Exercise data:
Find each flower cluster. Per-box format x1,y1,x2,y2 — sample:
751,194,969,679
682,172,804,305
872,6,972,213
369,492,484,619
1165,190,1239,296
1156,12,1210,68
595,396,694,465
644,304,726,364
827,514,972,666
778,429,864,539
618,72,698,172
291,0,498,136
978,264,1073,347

Given task:
Can you rewrite the listing with "flower cluster" changed to "blossom cluster" and everything else left as it is?

Exercise output:
Find each blossom cluster. Per-box format x1,y1,x2,y2 — sample:
751,194,969,679
682,172,804,305
872,6,972,213
369,492,484,619
1165,190,1239,296
1156,12,1210,68
595,396,694,465
644,304,726,364
827,514,972,666
778,429,864,539
618,72,698,172
291,0,498,136
978,264,1073,347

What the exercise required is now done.